**Data supplied**
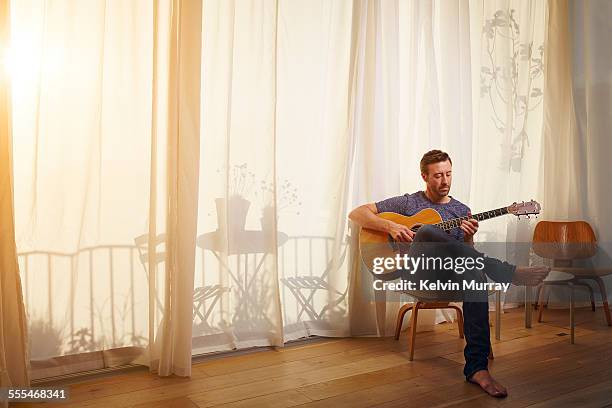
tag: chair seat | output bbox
[544,268,576,282]
[552,267,612,277]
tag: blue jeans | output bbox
[405,225,516,379]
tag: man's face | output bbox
[421,160,453,197]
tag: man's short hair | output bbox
[421,150,453,174]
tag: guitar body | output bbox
[359,200,541,279]
[359,208,442,271]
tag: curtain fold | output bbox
[0,0,30,396]
[540,0,586,220]
[148,0,202,376]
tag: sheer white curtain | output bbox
[541,1,612,306]
[0,1,30,398]
[352,1,546,333]
[194,1,355,353]
[470,0,550,307]
[11,0,202,378]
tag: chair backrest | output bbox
[533,221,597,266]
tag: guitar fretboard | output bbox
[414,207,508,231]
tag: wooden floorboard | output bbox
[16,308,612,408]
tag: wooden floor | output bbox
[16,308,612,408]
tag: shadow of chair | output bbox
[134,234,230,328]
[280,237,348,321]
[533,221,612,343]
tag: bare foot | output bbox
[468,370,508,398]
[512,266,550,286]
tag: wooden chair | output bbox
[533,221,612,343]
[395,293,501,361]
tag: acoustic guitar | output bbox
[359,200,541,279]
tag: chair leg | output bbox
[533,283,544,310]
[395,304,413,340]
[538,284,546,323]
[575,280,595,312]
[593,276,612,326]
[408,302,423,361]
[449,306,465,339]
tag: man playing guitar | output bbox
[349,150,550,397]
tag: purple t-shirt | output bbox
[376,191,471,241]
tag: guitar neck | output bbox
[434,207,508,231]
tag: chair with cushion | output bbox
[395,291,501,361]
[533,221,612,343]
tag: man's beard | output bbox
[438,186,450,197]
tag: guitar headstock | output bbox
[508,200,542,217]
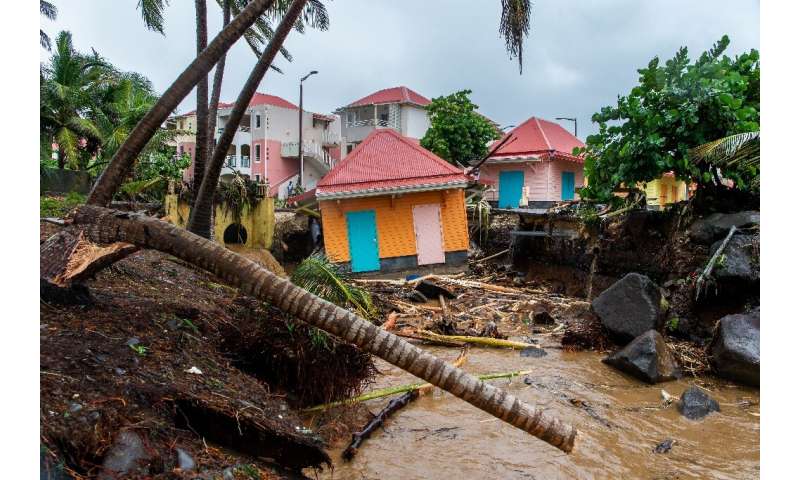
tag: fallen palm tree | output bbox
[397,329,538,350]
[342,347,468,460]
[303,367,536,412]
[62,205,577,452]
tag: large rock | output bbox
[98,430,147,480]
[689,211,760,245]
[603,330,681,383]
[592,273,664,342]
[709,235,760,288]
[709,308,761,387]
[678,385,719,420]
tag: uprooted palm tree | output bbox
[48,0,577,452]
[689,132,761,191]
[187,0,327,238]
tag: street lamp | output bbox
[556,117,578,137]
[297,70,319,187]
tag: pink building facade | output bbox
[177,93,342,198]
[480,117,584,208]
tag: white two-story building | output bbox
[175,93,343,198]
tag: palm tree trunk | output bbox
[88,0,275,205]
[73,205,577,452]
[203,0,231,157]
[187,0,307,238]
[192,0,208,199]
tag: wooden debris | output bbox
[302,370,533,413]
[39,228,138,288]
[342,348,467,460]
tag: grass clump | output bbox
[39,192,86,218]
[291,253,376,319]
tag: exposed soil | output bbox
[40,225,374,478]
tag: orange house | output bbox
[316,129,469,272]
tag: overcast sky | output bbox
[41,0,759,138]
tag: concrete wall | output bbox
[319,189,469,262]
[400,105,431,138]
[164,195,275,249]
[645,175,688,207]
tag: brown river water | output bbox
[318,342,760,480]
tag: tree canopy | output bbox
[582,36,761,200]
[420,90,500,166]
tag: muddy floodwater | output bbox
[318,341,760,480]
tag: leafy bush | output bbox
[581,36,761,201]
[39,192,86,218]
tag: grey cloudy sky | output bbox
[42,0,759,138]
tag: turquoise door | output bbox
[497,170,525,208]
[347,210,381,272]
[561,172,575,200]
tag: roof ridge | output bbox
[531,116,553,150]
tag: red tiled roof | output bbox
[317,128,467,197]
[489,117,585,163]
[250,92,298,110]
[312,113,336,122]
[348,87,431,107]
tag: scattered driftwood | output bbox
[39,228,138,288]
[342,348,467,460]
[302,370,533,413]
[694,225,736,300]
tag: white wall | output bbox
[400,105,431,138]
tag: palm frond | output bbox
[136,0,169,35]
[39,29,51,52]
[689,132,761,168]
[291,253,375,318]
[500,0,533,74]
[39,0,58,20]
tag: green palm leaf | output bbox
[291,253,376,318]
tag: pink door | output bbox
[412,203,444,265]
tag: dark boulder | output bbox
[709,235,760,289]
[414,280,456,300]
[689,211,760,245]
[592,273,664,342]
[709,308,761,387]
[678,385,719,420]
[98,430,147,480]
[603,330,681,383]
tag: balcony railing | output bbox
[281,142,336,170]
[322,130,342,145]
[344,118,400,129]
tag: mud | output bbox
[321,336,760,480]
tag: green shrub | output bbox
[39,192,86,218]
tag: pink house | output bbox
[480,117,584,208]
[177,93,342,198]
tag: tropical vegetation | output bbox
[581,36,761,200]
[419,90,500,166]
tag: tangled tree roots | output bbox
[221,296,375,406]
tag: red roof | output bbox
[348,87,431,107]
[317,128,467,198]
[489,117,585,162]
[250,92,298,110]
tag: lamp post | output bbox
[297,70,319,187]
[556,117,578,137]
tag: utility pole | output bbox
[297,70,319,187]
[556,117,578,137]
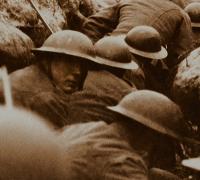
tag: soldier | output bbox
[184,2,200,48]
[0,90,185,180]
[125,26,169,93]
[64,37,138,123]
[0,30,137,127]
[108,90,200,179]
[81,0,192,68]
[0,30,95,126]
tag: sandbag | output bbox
[0,0,65,46]
[0,22,34,72]
[171,48,200,124]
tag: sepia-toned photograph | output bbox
[0,0,200,180]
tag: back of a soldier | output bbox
[67,71,135,124]
[60,121,147,180]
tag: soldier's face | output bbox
[51,55,84,93]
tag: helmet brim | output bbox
[92,56,138,70]
[181,157,200,171]
[31,47,96,62]
[107,105,200,144]
[127,44,168,59]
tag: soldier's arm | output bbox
[81,4,119,42]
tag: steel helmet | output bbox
[0,107,65,180]
[94,36,138,69]
[108,90,200,144]
[33,30,95,61]
[184,2,200,27]
[125,26,167,59]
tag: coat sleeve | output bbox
[82,4,119,42]
[168,10,193,67]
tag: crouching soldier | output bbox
[0,30,95,126]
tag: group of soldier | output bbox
[0,0,200,180]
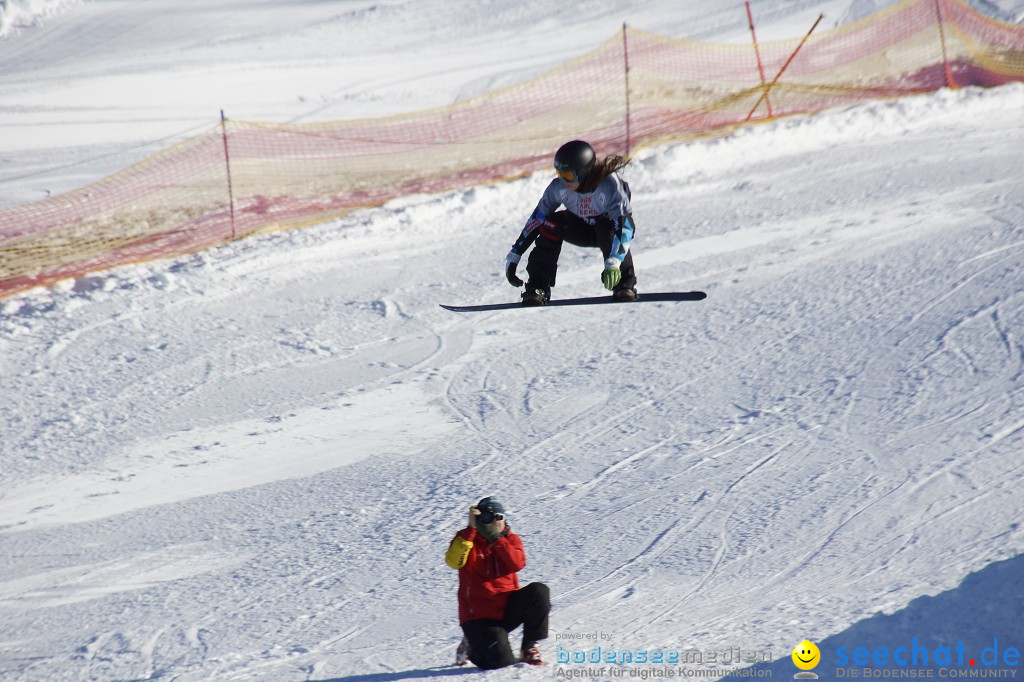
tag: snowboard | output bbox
[440,291,708,312]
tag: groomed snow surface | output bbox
[0,1,1024,682]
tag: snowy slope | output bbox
[0,2,1024,681]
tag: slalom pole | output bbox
[623,22,631,159]
[744,0,774,121]
[220,110,236,240]
[746,14,825,121]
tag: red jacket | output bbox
[444,527,526,625]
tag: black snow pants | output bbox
[462,583,551,670]
[526,211,637,292]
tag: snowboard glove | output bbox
[601,265,623,291]
[505,251,522,288]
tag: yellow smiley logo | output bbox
[793,639,821,670]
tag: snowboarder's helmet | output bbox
[476,498,505,523]
[555,139,596,182]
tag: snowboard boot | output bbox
[520,644,544,666]
[455,637,469,666]
[611,287,637,303]
[522,284,551,307]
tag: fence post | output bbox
[935,0,956,90]
[745,0,774,121]
[220,110,236,240]
[623,22,632,159]
[746,14,825,121]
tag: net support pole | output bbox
[935,0,956,90]
[746,14,825,121]
[745,0,774,121]
[623,22,633,159]
[220,110,237,240]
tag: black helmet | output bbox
[555,139,596,182]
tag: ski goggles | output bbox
[555,159,577,182]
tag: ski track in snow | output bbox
[0,2,1024,682]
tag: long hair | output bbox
[577,156,630,195]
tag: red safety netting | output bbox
[0,0,1024,297]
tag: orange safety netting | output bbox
[0,0,1024,297]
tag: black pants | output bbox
[526,211,637,291]
[462,583,551,670]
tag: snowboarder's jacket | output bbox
[444,527,526,625]
[512,173,635,267]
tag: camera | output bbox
[476,509,505,525]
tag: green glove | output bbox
[601,267,623,291]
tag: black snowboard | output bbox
[440,291,708,312]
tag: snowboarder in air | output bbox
[505,139,637,305]
[444,498,551,670]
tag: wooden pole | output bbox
[935,0,956,90]
[220,110,236,240]
[623,22,632,159]
[746,14,825,121]
[745,0,774,121]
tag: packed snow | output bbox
[0,0,1024,682]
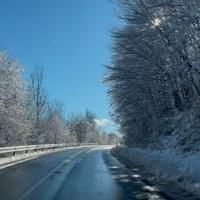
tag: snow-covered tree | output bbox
[106,0,200,145]
[29,65,48,144]
[0,53,30,145]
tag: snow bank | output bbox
[115,148,200,197]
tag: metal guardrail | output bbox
[0,143,96,159]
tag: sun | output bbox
[152,18,161,27]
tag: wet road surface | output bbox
[0,147,170,200]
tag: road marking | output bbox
[18,149,86,200]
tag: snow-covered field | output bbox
[117,147,200,198]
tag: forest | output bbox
[105,0,200,151]
[0,52,116,146]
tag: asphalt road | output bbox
[0,147,169,200]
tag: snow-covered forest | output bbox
[0,53,116,146]
[106,0,200,151]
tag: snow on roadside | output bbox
[0,145,92,169]
[115,147,200,197]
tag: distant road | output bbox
[0,147,170,200]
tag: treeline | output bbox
[0,53,114,146]
[106,0,200,145]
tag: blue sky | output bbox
[0,0,117,132]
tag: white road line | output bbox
[18,149,86,200]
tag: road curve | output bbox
[0,147,169,200]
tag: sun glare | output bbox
[152,18,161,26]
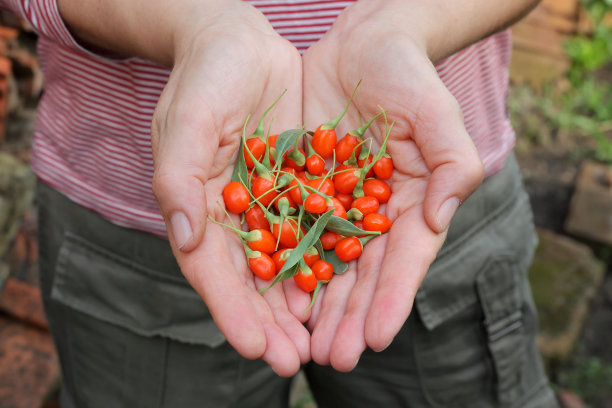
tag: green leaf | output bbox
[259,210,333,293]
[315,239,325,260]
[324,250,348,275]
[232,140,251,190]
[325,215,380,237]
[304,281,323,314]
[276,129,306,168]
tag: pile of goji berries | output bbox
[223,88,393,306]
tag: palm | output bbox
[303,13,480,371]
[152,5,310,375]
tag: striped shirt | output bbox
[0,0,514,236]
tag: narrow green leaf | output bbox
[325,215,380,237]
[259,263,300,293]
[279,210,333,274]
[315,239,325,260]
[259,210,333,293]
[324,250,348,275]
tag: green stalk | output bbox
[321,80,361,130]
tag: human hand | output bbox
[152,1,310,376]
[303,0,483,371]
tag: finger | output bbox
[283,279,310,323]
[251,285,301,377]
[330,234,388,372]
[414,81,484,233]
[151,72,224,252]
[306,285,327,330]
[256,279,310,364]
[310,263,356,365]
[365,206,446,351]
[175,222,267,359]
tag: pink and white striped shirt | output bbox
[0,0,514,236]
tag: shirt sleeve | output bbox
[0,0,125,60]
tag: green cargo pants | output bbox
[38,153,557,408]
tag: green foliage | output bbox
[558,357,612,406]
[508,0,612,164]
[565,0,612,85]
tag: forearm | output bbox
[58,0,244,66]
[344,0,540,62]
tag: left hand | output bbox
[303,1,483,371]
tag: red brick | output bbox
[0,314,60,408]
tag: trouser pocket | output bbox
[47,232,232,408]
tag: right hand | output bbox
[152,1,310,376]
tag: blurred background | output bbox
[0,0,612,408]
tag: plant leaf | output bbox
[259,210,333,293]
[324,250,348,275]
[276,129,306,168]
[325,215,380,237]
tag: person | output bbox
[0,0,555,407]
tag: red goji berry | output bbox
[334,237,363,262]
[222,181,251,214]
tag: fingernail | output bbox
[374,339,393,353]
[438,197,460,232]
[170,212,193,249]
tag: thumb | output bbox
[414,87,484,233]
[151,97,218,252]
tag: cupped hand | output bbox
[152,1,310,376]
[303,0,483,371]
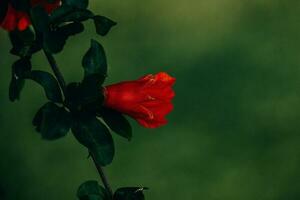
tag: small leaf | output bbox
[44,22,84,54]
[32,102,72,140]
[100,107,132,140]
[93,15,117,36]
[77,181,108,200]
[9,57,31,102]
[82,40,107,78]
[43,31,66,54]
[50,5,94,25]
[9,27,41,57]
[62,0,89,9]
[72,114,115,166]
[31,5,49,32]
[9,77,25,102]
[24,70,62,103]
[113,187,148,200]
[0,0,8,22]
[10,0,30,12]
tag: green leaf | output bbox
[10,0,30,12]
[113,187,148,200]
[32,102,72,140]
[9,28,41,57]
[82,40,107,79]
[0,0,8,22]
[50,5,94,25]
[30,5,49,32]
[9,57,31,102]
[72,115,115,166]
[43,31,66,54]
[24,70,63,103]
[62,0,89,9]
[9,77,25,102]
[93,15,117,36]
[44,22,84,54]
[77,181,108,200]
[100,107,132,140]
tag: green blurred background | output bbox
[0,0,300,200]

**Objective**
Reproduce, without any alteration, the stretch of the data from the line containing "tag: guitar body | output bbox" through the line containing "[395,293,501,361]", including both of those lines.

**Answer to this problem**
tag: guitar body | output bbox
[359,200,541,279]
[359,208,442,271]
tag: curtain fold | output bbox
[0,0,30,396]
[540,0,586,220]
[148,0,202,376]
tag: sheer white curtain | output bbox
[541,1,612,306]
[0,1,30,398]
[352,1,546,333]
[194,1,355,353]
[470,0,550,307]
[11,0,202,378]
tag: chair backrest | output bbox
[533,221,597,266]
tag: guitar fretboard | output bbox
[414,207,508,231]
tag: wooden floorboard | output bbox
[16,308,612,408]
tag: wooden floor | output bbox
[16,308,612,408]
tag: shadow of chair | output bbox
[134,234,230,328]
[280,237,348,321]
[533,221,612,343]
tag: bare foot | output bbox
[468,370,508,398]
[512,266,550,286]
tag: wooden chair | output bbox
[533,221,612,343]
[395,293,501,361]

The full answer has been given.